Titled “Why Let the Chicken Run?”, the comprehensive solo exhibition runs from Feb. 27 to May 30 at the Museum of Modern and Contemporary Art in Nusantara (MACAN) in West Jakarta.

Of the selected performances, 10 of them – I Am a Ghost in My Own House, Ale Lino, Why Let the Chicken Run, I Love You, Behind the Light, The Promise, The Black Ball, Transaction of Hollows, Eins Und Eins and Exergie Butterdance – are performed live by Melati herself. The other three will be performed by other artists.

Melati’s background goes back to the family she was born into in 1969. Her late father Suprapto Suryodarmo was an artist who created amerta, an unconventional form of art that combines movement, dance and the spiritual, while her mother was an artist of traditional dance.

From an early age, Melati was immersed in a world of various forms of art and culture.

She said her house was always buzzing with her parents’ friends and family. They all came from an eclectic mix of culture, mostly Javanese. They belonged to the world of stage performance, dance, theater, literature, music and chanting.

• • •

*Exercise directions*: Extend the article on Melati's solo exhibition at MACAN, starting right after its final sentence.

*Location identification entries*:
• • •

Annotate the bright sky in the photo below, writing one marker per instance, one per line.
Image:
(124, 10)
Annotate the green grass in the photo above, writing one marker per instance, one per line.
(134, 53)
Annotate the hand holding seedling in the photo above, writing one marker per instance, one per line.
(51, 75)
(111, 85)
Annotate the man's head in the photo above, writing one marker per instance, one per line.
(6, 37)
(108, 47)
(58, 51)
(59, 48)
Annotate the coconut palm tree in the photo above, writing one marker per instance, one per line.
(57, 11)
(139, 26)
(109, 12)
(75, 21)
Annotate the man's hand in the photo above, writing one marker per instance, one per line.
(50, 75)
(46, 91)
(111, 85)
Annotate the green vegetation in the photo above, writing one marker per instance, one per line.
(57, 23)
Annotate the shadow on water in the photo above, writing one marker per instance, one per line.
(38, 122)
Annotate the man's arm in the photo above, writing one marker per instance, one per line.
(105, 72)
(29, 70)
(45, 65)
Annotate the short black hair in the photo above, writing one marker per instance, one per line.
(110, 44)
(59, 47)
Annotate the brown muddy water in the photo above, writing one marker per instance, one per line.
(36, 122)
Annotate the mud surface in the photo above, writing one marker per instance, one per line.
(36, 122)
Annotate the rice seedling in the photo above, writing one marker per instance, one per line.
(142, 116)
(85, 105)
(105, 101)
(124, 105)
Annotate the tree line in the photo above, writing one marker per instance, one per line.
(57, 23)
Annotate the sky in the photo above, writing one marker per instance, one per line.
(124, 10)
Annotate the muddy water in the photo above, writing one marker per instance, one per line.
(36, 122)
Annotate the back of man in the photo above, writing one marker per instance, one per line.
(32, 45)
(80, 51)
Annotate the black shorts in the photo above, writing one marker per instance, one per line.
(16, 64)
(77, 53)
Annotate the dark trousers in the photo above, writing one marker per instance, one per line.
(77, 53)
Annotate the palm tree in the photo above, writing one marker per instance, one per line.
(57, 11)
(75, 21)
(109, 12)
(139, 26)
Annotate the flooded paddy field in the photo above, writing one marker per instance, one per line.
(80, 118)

• • •

*Response below*:
From a young age she was familiarized with diverse cultural practices. Besides learning from her mother, she was also taught traditional dance by her mother’s teacher Ngaliman, the renowned maestro of dance.

She was introduced to theater, learnt to write poetry and received painting lessons. She also practiced tai chi in a combined form with Buddhist and Javanese elements.

She also learnt to practice yoga and diverse meditation techniques particularly the Javanese sumarah – a local form of meditation that develops sensitivity and acceptance through the deep relaxation of body, emotion and mind.

With such a background, to be an artist would be the logical profession for her, but it was not to be, at least not initially, as her parents were not keen for her to have the same fate as an artist, living on less than minimal income. So she pursued studies in international relations at Padjadjaran University in Bandung, West Java.

It was when she moved to Germany in 1994 with her husband that a chance encounter with renowned Japanese dancer Anzu Furukawa during a lone walk in the park changed her life, ultimately leading her to what she was meant to be. 

Furukawa was known as a prominent dancer and innovative choreographer of the experimental and avant-garde butoh, a form of dance that encompasses cross-cultural, absurd and surreal elements. She was also a professor of performance art at the department of visual arts at Hochschule für Bildende Künste Braunschweig (HBKB) in Germany.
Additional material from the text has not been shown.